== Provided passage ==
Morton Grove is a village in Cook County, Illinois, United States. Per the 2020 census, the population was 25,297. It is part of the Chicago metropolitan area.

The village is named after former United States Vice President Levi Parsons Morton, who helped finance the Chicago, Milwaukee and St. Paul Railroad (later the Milwaukee Road), which roughly tracked the North Branch of the Chicago River in the area and established a stop at the old Miller's Mill. Miller's Mill Road, now Lincoln Avenue, connected the former riverside sawmill to the township's central settlement (Niles Center, now Skokie). The railroad stop facilitated trade and development; the upstart neighborhood grew enough to incorporate in December 1895.

== Your task ==
Return the stretch of the Morton Grove text from "Morton Grove is" through "Chicago metropolitan area.", copied word for word.

== Record excerpts ==
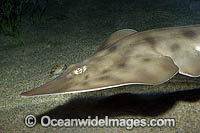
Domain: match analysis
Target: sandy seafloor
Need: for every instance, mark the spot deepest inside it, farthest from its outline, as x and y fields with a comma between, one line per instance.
x=71, y=38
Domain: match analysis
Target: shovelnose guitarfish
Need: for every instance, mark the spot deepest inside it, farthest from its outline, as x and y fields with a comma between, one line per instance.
x=129, y=57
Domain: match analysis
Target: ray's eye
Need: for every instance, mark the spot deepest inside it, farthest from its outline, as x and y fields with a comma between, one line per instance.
x=80, y=70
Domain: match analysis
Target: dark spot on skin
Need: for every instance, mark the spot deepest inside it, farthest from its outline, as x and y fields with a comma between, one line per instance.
x=146, y=59
x=121, y=64
x=174, y=47
x=104, y=78
x=105, y=71
x=85, y=83
x=86, y=77
x=189, y=34
x=150, y=40
x=112, y=49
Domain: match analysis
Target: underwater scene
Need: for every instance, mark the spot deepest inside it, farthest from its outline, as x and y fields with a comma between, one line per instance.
x=100, y=66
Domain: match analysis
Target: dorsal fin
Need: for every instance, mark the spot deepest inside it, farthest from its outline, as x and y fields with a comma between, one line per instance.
x=114, y=37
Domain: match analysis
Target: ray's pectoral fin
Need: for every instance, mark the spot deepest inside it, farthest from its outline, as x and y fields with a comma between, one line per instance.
x=135, y=70
x=190, y=64
x=151, y=70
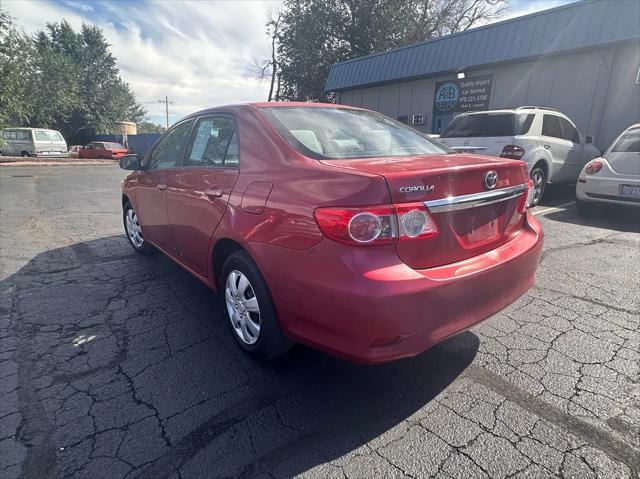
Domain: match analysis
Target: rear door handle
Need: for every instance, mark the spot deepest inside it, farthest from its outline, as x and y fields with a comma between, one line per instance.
x=213, y=193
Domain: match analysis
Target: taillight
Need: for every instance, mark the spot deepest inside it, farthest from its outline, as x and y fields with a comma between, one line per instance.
x=377, y=225
x=512, y=151
x=593, y=167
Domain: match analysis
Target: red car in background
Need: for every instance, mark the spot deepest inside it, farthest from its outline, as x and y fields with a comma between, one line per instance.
x=102, y=150
x=334, y=226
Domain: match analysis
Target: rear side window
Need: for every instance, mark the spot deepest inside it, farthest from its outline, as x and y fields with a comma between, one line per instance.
x=551, y=126
x=46, y=135
x=214, y=144
x=481, y=125
x=167, y=152
x=569, y=131
x=525, y=122
x=629, y=143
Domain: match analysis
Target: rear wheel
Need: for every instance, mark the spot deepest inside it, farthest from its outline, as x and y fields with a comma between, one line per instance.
x=248, y=307
x=539, y=178
x=134, y=231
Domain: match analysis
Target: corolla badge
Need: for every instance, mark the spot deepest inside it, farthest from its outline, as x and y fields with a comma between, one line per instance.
x=491, y=179
x=416, y=189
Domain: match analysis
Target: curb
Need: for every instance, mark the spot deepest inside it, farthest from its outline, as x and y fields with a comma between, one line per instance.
x=19, y=161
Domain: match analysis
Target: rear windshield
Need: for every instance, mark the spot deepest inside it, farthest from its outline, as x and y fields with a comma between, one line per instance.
x=343, y=133
x=113, y=146
x=481, y=125
x=630, y=142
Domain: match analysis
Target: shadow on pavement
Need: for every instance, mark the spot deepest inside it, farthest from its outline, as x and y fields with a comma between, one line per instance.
x=126, y=357
x=613, y=217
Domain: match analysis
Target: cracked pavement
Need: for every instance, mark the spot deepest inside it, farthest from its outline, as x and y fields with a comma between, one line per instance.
x=116, y=365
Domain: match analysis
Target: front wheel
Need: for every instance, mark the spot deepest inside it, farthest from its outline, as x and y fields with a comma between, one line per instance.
x=249, y=309
x=133, y=230
x=539, y=178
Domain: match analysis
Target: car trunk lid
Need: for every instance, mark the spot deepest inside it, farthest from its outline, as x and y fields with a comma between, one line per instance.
x=471, y=217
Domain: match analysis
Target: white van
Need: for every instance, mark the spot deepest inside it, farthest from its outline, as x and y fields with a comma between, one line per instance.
x=32, y=142
x=544, y=138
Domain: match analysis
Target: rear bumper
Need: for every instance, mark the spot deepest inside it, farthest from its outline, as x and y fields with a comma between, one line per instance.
x=374, y=308
x=52, y=154
x=605, y=190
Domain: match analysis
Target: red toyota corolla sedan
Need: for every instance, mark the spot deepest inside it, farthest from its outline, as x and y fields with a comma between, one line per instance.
x=334, y=226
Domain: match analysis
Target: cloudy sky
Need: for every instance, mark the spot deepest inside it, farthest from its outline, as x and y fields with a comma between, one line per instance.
x=196, y=53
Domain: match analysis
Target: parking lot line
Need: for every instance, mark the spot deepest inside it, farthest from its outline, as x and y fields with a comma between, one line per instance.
x=551, y=209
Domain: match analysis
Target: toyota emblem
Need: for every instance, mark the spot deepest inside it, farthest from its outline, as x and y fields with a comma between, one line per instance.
x=491, y=179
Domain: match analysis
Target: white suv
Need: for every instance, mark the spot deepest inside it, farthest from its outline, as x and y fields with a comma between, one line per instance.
x=544, y=138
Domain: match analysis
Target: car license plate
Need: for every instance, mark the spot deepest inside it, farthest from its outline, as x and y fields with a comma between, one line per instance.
x=628, y=191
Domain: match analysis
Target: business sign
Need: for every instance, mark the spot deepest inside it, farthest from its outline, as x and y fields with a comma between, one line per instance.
x=463, y=95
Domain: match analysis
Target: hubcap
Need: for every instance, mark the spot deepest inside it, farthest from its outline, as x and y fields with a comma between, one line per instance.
x=538, y=185
x=133, y=228
x=242, y=306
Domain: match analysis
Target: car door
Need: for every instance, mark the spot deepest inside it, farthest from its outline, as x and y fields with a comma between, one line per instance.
x=554, y=141
x=578, y=155
x=198, y=192
x=151, y=199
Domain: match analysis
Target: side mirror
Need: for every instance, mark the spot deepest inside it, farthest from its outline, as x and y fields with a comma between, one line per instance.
x=130, y=162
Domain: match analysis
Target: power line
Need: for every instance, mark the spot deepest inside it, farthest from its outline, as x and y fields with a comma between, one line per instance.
x=166, y=104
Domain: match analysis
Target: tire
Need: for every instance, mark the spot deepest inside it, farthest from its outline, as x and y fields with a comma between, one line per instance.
x=539, y=177
x=248, y=308
x=133, y=232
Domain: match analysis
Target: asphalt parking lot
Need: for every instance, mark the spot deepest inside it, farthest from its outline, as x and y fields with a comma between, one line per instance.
x=116, y=365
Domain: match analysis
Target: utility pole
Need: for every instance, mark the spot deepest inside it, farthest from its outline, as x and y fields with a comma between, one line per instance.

== Answer to this exercise ==
Morton Grove is a village in Cook County, Illinois, United States. Per the 2020 census, the population was 25,297. It is part of the Chicago metropolitan area.